EXERCISE GOAL. Please pick out each line below that contains the word "green" and copy it.

Dataset records on object locations.
- - -
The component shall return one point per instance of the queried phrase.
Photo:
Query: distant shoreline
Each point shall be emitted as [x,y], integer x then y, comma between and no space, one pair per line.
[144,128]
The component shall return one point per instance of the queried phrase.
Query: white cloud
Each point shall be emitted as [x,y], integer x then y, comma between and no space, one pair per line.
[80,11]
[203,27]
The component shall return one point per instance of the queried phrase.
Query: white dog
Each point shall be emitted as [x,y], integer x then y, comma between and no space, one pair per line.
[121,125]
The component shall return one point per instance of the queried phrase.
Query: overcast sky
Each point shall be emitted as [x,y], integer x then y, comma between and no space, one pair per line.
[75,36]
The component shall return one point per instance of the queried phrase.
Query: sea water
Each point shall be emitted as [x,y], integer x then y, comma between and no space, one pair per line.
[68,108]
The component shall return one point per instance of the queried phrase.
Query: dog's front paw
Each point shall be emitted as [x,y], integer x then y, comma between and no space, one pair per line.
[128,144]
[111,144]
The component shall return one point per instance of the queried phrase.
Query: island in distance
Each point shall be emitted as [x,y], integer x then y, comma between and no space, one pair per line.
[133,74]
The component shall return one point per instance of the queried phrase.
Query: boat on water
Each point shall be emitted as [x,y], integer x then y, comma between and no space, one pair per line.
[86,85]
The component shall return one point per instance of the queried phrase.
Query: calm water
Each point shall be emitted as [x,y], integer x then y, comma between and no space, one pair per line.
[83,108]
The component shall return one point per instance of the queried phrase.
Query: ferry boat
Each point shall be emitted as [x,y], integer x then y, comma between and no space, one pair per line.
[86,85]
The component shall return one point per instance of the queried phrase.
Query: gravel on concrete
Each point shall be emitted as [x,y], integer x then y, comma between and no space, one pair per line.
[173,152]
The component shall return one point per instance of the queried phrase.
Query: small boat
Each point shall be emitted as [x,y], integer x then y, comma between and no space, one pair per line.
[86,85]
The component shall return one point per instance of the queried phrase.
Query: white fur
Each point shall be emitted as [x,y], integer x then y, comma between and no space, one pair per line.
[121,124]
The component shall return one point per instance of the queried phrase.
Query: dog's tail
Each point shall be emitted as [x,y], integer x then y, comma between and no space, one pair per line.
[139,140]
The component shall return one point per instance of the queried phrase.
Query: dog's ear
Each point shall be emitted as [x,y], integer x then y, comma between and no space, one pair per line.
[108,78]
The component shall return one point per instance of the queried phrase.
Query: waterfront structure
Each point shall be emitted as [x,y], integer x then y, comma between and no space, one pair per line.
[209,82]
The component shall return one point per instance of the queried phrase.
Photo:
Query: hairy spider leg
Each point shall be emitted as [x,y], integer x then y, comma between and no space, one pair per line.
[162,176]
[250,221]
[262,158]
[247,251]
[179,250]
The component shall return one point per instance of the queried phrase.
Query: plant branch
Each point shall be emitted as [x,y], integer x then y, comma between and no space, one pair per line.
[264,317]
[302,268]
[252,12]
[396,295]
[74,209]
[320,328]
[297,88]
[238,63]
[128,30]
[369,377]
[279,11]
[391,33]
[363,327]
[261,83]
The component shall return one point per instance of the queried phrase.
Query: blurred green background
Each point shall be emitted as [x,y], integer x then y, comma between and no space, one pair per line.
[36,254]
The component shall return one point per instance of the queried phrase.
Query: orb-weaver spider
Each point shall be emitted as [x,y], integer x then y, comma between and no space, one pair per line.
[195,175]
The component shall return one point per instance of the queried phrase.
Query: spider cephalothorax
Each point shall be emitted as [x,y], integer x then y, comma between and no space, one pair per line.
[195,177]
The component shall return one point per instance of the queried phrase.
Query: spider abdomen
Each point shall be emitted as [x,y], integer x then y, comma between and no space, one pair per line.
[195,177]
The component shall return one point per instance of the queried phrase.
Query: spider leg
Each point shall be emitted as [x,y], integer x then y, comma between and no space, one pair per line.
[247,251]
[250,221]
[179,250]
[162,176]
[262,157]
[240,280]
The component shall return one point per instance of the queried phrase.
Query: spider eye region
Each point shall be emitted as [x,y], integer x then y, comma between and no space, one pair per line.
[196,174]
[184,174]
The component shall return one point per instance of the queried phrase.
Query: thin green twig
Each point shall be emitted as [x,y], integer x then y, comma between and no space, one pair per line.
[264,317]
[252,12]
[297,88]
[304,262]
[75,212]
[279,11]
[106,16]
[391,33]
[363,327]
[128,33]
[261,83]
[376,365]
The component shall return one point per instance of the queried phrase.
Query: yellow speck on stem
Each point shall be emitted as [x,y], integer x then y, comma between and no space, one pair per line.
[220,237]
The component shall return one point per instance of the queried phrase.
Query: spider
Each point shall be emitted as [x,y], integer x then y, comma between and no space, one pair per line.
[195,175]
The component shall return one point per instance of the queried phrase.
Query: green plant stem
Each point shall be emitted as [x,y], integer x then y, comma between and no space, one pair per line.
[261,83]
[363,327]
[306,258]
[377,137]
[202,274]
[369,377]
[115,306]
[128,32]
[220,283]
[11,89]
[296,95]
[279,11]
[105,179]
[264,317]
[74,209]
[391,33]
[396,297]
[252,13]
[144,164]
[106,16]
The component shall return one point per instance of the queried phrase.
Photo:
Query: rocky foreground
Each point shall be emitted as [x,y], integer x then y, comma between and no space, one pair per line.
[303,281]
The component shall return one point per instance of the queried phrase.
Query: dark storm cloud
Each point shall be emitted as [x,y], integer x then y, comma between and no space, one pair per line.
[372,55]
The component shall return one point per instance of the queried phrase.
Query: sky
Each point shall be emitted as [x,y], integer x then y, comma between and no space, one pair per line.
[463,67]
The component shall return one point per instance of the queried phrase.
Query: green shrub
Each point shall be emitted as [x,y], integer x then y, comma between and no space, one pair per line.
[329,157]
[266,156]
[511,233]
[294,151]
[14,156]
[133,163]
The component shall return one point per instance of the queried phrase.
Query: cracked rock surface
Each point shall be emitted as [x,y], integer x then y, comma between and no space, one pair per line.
- - -
RESPONSE.
Query: blurred green background
Query: thin green twig
Query: green plant stem
Query: green shrub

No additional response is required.